Write out each line exactly, starting with the one containing "cabin with a bounding box." and stopping after the last line of the listing below.

Data in this exercise
+ + +

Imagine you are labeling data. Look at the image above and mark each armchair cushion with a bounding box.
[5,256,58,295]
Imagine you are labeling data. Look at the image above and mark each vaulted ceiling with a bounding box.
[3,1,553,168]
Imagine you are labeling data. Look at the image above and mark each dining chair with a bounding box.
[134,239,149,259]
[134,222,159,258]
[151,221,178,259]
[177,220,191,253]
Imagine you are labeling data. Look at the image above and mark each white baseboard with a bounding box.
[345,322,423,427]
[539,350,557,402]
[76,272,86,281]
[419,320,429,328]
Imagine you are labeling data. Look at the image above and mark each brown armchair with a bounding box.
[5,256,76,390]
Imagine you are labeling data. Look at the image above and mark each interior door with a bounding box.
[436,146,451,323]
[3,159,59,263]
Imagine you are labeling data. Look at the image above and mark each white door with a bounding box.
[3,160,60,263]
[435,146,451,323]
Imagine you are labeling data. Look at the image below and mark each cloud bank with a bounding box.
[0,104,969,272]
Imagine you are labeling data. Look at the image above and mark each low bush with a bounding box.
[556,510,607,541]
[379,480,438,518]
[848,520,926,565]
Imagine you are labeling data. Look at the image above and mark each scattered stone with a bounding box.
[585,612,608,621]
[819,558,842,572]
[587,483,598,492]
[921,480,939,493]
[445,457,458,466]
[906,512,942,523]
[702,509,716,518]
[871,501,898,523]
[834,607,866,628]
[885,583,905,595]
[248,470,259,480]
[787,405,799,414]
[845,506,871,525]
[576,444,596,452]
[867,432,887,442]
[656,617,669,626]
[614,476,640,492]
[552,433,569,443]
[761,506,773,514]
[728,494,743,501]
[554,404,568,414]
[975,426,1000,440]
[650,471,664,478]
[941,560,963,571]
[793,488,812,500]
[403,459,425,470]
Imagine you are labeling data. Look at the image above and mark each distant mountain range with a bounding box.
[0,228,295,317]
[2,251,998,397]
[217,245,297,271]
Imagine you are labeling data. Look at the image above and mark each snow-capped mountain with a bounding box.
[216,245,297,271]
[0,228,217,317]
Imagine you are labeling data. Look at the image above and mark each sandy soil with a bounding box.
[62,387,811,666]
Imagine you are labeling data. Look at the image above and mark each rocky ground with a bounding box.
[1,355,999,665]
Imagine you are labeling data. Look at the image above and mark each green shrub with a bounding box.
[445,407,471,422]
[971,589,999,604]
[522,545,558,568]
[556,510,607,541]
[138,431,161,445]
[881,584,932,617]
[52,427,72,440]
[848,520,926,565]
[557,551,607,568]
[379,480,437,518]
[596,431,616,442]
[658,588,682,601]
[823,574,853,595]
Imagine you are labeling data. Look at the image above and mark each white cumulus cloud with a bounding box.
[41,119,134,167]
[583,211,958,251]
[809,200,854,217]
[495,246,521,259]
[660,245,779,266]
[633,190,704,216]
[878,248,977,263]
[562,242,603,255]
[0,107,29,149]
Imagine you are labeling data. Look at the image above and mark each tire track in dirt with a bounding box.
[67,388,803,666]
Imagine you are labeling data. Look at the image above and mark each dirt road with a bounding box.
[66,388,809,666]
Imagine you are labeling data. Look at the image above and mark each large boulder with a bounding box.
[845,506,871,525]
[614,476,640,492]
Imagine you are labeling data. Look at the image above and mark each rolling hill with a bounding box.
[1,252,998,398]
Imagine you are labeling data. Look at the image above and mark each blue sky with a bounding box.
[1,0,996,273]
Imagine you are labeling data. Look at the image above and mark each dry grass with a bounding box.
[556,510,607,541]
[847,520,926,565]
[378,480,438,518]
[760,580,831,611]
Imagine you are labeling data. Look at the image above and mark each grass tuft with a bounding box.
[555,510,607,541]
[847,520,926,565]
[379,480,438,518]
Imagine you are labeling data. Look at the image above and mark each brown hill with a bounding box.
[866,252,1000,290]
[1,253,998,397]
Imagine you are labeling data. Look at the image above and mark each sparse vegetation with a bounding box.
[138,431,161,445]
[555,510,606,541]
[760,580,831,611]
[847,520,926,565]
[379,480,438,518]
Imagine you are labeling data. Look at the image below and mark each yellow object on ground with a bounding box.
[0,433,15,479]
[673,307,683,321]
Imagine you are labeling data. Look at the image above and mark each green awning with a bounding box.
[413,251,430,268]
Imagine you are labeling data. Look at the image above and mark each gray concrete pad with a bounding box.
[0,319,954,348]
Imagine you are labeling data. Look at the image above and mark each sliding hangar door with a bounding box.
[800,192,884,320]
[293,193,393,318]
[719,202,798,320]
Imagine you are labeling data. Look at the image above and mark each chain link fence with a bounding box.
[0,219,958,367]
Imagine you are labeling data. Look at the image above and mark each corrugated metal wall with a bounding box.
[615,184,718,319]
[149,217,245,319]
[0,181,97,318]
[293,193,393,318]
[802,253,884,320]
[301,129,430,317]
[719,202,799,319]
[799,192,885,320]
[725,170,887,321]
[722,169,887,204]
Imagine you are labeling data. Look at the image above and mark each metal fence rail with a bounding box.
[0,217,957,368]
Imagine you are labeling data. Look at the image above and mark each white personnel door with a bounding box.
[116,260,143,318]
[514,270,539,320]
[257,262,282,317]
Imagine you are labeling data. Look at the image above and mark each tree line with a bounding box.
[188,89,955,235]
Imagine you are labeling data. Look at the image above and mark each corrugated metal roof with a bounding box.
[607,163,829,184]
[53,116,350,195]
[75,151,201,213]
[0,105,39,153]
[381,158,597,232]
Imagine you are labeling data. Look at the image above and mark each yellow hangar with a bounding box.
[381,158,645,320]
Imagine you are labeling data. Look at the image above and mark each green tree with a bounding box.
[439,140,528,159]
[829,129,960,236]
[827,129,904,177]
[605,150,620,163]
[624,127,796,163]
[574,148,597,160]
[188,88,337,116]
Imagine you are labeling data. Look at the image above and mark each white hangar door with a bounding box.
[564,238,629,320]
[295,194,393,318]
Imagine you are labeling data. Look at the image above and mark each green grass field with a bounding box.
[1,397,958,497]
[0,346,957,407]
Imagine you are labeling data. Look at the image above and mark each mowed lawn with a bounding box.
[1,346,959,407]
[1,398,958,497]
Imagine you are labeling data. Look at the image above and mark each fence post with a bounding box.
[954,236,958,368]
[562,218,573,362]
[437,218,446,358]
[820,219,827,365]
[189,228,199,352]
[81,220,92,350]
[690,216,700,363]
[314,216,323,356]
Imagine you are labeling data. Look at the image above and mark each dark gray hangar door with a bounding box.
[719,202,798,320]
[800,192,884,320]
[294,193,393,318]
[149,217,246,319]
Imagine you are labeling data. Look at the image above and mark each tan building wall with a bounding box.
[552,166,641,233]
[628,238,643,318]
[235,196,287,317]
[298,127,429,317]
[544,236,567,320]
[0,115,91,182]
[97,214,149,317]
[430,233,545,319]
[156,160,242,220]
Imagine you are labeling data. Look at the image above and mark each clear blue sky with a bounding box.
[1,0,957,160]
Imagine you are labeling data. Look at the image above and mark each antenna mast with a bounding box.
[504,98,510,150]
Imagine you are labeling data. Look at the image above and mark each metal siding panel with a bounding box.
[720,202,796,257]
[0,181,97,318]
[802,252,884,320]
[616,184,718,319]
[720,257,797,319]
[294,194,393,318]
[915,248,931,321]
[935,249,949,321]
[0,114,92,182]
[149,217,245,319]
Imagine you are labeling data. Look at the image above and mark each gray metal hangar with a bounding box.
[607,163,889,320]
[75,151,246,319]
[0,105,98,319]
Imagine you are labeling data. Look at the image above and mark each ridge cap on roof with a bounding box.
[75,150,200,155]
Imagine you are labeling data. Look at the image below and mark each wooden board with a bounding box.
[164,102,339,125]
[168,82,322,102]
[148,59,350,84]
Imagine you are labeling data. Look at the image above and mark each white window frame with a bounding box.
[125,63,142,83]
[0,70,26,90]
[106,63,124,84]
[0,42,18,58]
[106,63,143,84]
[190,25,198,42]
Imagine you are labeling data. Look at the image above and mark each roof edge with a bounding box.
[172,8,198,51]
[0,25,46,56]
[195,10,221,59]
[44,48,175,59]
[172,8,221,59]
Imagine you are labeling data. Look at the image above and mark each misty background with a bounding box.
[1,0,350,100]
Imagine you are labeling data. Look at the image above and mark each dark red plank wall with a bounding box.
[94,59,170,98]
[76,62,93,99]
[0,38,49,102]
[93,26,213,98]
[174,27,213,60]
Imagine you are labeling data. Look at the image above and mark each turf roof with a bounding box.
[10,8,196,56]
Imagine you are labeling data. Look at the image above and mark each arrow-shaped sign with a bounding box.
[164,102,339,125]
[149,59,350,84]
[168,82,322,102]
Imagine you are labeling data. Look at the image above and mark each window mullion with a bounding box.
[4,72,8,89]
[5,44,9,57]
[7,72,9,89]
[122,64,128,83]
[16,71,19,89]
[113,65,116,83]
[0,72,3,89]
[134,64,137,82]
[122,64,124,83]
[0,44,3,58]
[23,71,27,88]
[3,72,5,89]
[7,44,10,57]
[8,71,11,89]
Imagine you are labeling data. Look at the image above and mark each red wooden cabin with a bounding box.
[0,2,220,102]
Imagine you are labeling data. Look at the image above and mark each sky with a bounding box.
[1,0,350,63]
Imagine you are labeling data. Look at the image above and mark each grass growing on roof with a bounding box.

+ + +

Task solution
Imagine you are labeling data. Look at the image above and mark each red wooden cabin with a bounding box.
[0,2,220,102]
Imagine you are labeling data. Look at the image above and mark each sky with a bounding box.
[1,0,350,63]
Imagine you are labeling data. Look at the image above and mark each grass growing on roof with a bounding box.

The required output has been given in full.